STATED EXERCISE >> Reproduce, word for word, every line starting at the line that contains "the white baking" and ending with the final line of the entries.

## BEGIN STORED DATA

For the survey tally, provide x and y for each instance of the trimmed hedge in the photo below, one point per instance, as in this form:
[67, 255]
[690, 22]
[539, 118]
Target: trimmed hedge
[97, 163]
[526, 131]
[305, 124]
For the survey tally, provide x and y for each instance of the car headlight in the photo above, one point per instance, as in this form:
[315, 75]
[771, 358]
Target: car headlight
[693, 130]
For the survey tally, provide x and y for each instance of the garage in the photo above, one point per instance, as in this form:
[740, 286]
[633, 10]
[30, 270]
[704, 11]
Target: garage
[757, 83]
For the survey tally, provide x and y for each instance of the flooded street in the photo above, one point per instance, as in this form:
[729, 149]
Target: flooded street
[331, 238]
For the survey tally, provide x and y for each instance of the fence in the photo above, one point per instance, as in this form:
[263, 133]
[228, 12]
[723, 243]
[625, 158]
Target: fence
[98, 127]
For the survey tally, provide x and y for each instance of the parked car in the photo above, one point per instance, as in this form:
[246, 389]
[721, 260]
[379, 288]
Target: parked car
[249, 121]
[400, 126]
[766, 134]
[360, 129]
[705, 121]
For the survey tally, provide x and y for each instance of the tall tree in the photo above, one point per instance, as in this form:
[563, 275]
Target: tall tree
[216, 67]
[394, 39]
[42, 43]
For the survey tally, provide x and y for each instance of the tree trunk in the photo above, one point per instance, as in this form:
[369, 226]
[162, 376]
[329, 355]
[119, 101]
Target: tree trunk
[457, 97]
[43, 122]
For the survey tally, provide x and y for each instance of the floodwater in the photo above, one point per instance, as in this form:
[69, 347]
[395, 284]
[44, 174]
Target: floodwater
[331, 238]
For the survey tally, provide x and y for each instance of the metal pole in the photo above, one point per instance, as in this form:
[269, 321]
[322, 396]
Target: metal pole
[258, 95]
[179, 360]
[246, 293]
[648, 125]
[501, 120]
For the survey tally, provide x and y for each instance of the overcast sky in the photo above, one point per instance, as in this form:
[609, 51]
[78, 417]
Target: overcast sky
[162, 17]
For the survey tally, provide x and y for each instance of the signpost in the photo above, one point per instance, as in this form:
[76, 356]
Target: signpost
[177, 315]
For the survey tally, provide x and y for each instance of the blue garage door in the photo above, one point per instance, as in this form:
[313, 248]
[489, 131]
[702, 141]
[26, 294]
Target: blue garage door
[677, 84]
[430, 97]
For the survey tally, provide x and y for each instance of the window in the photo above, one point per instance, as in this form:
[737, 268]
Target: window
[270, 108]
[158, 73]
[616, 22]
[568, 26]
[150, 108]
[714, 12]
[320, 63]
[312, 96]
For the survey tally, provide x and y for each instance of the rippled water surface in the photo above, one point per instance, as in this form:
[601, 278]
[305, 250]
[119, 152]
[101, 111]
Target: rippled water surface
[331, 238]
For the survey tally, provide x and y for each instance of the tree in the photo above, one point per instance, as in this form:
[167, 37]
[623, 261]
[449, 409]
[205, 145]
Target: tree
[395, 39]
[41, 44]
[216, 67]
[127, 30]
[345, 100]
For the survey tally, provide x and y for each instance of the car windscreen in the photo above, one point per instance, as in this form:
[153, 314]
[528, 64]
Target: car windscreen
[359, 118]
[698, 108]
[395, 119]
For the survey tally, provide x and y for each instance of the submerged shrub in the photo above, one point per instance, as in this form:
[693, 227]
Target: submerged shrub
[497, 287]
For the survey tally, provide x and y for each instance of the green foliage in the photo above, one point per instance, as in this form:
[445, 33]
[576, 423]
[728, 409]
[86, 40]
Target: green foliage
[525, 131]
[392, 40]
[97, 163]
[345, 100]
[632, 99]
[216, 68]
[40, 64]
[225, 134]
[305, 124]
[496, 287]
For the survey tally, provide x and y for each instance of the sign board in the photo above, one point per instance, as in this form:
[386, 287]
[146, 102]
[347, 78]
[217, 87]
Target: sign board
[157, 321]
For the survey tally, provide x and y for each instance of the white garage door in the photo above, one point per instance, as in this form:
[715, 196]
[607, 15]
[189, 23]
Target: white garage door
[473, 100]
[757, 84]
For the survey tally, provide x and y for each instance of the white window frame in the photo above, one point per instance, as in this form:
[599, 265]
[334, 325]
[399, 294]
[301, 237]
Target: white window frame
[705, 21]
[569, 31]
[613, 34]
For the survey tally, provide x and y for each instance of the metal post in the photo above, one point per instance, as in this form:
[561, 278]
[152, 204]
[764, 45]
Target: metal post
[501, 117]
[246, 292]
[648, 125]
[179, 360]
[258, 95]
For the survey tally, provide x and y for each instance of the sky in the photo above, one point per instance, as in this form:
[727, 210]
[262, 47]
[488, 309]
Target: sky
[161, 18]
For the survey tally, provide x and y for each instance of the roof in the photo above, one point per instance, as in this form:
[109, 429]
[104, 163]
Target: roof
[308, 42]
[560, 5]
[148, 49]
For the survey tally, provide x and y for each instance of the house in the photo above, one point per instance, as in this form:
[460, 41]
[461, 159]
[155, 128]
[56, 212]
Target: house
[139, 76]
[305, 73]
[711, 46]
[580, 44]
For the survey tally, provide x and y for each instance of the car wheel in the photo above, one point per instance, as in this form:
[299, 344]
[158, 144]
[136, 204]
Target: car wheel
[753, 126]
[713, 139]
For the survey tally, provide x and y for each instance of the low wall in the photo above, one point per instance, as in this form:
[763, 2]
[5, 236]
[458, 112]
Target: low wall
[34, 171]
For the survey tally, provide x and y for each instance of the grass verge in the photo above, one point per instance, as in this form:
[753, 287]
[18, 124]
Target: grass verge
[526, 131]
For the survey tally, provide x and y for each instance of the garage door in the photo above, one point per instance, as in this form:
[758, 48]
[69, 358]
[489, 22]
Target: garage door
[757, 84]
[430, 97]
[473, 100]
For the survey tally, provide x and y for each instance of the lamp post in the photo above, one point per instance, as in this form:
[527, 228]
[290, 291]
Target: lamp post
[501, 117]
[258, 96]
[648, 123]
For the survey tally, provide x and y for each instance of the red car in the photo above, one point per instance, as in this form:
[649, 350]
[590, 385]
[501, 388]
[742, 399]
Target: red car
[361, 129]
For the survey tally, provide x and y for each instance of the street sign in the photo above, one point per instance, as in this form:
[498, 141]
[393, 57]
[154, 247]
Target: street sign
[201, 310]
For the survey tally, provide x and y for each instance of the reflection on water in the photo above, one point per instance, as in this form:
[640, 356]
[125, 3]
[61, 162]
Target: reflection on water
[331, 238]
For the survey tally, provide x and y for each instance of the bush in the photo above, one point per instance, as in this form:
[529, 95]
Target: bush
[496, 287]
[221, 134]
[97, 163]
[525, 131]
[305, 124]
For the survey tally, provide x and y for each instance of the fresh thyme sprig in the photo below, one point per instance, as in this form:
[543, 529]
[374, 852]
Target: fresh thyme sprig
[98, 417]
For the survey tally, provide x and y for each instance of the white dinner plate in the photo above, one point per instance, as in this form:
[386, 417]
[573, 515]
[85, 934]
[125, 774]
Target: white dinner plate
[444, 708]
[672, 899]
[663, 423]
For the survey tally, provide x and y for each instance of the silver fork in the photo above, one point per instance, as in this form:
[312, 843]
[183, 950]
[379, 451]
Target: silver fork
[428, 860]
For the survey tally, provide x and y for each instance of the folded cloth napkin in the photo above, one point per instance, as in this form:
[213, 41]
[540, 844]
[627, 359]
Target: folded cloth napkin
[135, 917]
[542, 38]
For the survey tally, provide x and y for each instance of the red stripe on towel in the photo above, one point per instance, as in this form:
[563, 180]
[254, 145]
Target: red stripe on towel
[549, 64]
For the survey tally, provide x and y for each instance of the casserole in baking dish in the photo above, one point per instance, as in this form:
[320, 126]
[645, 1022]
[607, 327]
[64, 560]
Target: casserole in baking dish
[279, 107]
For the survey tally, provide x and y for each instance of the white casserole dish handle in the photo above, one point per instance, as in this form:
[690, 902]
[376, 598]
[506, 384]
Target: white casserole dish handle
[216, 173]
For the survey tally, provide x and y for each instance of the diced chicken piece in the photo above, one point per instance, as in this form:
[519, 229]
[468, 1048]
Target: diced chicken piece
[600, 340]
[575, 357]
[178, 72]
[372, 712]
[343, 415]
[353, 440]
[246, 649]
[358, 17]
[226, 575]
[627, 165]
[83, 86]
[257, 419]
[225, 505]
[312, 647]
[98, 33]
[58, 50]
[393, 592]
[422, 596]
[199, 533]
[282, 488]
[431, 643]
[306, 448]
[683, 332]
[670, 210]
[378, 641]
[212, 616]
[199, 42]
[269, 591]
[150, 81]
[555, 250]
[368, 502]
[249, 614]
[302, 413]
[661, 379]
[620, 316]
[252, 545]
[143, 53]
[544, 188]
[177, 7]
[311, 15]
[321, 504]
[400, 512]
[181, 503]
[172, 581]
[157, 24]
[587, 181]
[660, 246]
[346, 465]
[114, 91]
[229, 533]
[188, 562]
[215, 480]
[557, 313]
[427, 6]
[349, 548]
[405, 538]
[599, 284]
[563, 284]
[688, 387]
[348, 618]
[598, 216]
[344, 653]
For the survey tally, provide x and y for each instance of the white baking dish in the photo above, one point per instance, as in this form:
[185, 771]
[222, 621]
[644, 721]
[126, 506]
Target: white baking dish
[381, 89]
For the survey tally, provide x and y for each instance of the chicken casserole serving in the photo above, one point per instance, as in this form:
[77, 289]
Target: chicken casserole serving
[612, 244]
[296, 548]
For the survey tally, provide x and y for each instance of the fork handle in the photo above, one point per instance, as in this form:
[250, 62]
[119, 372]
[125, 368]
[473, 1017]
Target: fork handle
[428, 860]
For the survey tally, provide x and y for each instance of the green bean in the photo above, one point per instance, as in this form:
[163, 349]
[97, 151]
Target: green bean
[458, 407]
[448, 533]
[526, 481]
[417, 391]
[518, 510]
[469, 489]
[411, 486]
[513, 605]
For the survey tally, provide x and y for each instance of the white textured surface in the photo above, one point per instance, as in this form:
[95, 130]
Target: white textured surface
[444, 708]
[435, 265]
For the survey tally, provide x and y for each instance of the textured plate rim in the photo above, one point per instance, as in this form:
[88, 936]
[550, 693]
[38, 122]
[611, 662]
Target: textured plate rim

## END STORED DATA

COMPLETE RESPONSE >>
For the survey tally, provide x and y for each instance of the white baking dish in the photo above, one point per instance, as in this form:
[185, 771]
[222, 621]
[644, 721]
[126, 506]
Target: white baking dish
[381, 89]
For the survey tally, provide x and y for each instance of the chicken casserole serving in the photo above, one point per instance, as in this form:
[77, 289]
Target: chicken casserole serving
[612, 244]
[296, 548]
For the survey tally, provide x and y for each instance of the fork handle in the photo above, one point per instance, as in this form:
[250, 62]
[119, 372]
[125, 368]
[473, 1017]
Target: fork handle
[428, 860]
For the survey tally, provide x and y for each instance of the green bean in the photo above, one point per instance, as in this form:
[163, 349]
[97, 151]
Target: green bean
[458, 407]
[448, 533]
[526, 481]
[417, 391]
[518, 510]
[469, 489]
[411, 486]
[513, 605]
For the survey tally, provide x and y for each instance of the white textured surface in the photo above, one point per instance, as in this form:
[95, 130]
Target: white textured surface
[444, 708]
[435, 265]
For the survey tally, provide x and y for each instance of the textured plate rim in the photo above, one point per instance, as in this form:
[88, 936]
[550, 693]
[38, 122]
[611, 662]
Target: textured plate rim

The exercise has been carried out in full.